# [Your goal]
Each line of the listing below should come back exactly as it is.

==*==

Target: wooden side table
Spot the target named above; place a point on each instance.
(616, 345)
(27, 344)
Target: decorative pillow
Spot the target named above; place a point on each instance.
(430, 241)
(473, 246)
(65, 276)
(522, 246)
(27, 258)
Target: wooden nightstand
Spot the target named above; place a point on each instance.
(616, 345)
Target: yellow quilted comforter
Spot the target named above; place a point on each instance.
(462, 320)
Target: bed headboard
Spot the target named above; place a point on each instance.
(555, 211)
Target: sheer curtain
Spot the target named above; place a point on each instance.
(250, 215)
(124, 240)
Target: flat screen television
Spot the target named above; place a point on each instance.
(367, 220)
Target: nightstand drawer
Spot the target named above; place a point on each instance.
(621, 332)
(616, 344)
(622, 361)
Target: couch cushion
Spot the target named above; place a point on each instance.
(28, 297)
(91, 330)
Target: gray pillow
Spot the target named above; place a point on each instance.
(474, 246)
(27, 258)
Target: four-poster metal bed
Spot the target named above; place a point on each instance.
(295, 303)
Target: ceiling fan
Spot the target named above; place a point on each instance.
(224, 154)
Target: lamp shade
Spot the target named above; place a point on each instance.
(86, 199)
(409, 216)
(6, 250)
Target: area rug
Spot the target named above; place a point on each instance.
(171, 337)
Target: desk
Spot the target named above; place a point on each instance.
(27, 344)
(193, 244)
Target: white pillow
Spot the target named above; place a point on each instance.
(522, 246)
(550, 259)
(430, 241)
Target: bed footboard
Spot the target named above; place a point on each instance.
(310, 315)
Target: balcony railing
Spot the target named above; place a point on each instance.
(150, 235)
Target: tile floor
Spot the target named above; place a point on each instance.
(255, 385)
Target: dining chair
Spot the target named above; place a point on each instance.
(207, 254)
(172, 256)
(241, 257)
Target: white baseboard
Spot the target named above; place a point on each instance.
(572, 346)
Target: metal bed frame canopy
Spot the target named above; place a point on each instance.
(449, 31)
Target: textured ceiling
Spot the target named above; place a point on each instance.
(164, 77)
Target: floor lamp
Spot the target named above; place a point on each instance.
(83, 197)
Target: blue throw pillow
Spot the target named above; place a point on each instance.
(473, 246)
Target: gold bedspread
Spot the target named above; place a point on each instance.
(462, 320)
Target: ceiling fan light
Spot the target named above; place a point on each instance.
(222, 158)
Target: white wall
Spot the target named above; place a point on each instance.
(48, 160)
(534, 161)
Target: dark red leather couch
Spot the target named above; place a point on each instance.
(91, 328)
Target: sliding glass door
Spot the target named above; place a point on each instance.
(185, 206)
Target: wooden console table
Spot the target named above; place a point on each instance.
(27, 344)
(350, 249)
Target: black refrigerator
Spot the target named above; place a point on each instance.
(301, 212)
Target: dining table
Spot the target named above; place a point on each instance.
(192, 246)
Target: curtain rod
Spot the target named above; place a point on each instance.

==*==

# [Response below]
Target: wooden side table
Spot the target named above; place a point on each instance.
(616, 345)
(27, 344)
Target: decorative pillow
Spot the target named above; place a point on each instance.
(430, 241)
(473, 246)
(65, 276)
(522, 246)
(27, 258)
Target: wooden nightstand
Spot the target named above; place a point on each instance.
(616, 345)
Target: yellow quilted comforter
Spot the target named above; place a point on each instance.
(462, 320)
Target: bed headboard
Spot the target named above; place a point on each instance.
(555, 211)
Target: sheer curtain
Spot the target named above; place a point on each instance.
(250, 215)
(124, 240)
Target: flat screen television
Spot the target named above; place a point on each instance.
(367, 220)
Target: nightstand drawer
Spot the target named above; place a point on each instance.
(621, 332)
(616, 344)
(622, 361)
Target: couch cushion
Spot the target named above; place a point on each instance.
(28, 297)
(91, 330)
Target: gray pillow
Spot the target named above; place a point on each instance.
(474, 246)
(27, 258)
Target: four-poster metal bed
Spot the target named above; place a point on each instance.
(295, 303)
Target: ceiling fan
Spot the target named above; place a point on each instance.
(224, 154)
Target: lamp shade
Spot the target named above; place a point on each instance.
(86, 199)
(409, 216)
(6, 250)
Target: area rug
Spot the target named above; place a point on each instance.
(171, 337)
Target: desk
Spot the target named above; place a point on each instance.
(27, 344)
(193, 244)
Target: white pillow
Spot the target named above; place a point on each instance.
(522, 246)
(550, 259)
(430, 241)
Target: bed footboard
Spot the target named above; place a point on each instance.
(310, 315)
Target: balcony railing
Spot the target named above; place a point on each instance.
(150, 235)
Target: tile floor
Spot the target named above; place a point on each instance.
(255, 385)
Target: dining chair
Spot the target named above; place a point on each instance.
(207, 254)
(172, 256)
(241, 257)
Target: white baseboard
Spot the target named above; place a point on each instance.
(572, 346)
Target: metal bed frame canopy
Spot the target named above; place a point on each instance.
(449, 31)
Target: textured ceiling
Spot the target named above; place a point on each instance.
(164, 77)
Target: floor lamp
Spot the target named above; place a point on each instance.
(83, 197)
Target: blue throw pillow
Spot the target named above; place a point on each instance.
(473, 246)
Target: gold bedspread
Spot the target named above; place a point on each instance.
(462, 320)
Target: ceiling fan light
Spot the target named above; place a point on each instance.
(222, 158)
Target: white wall
Spot the target named above; place a point on each instance.
(48, 160)
(534, 161)
Target: dark red leather couch
Spot the target named above; place a point on each instance.
(91, 328)
Target: sliding glass door
Spot the target named above; place a point on each instance.
(185, 206)
Target: wooden console table
Spot the target named above; place a point on each instance.
(27, 344)
(350, 249)
Target: black refrigerator
Spot the target named above; place a point on each instance.
(301, 212)
Target: dining table
Spot the target named above; place a point on each instance.
(192, 246)
Target: curtain rod
Spot the target named above; place a point on each instance.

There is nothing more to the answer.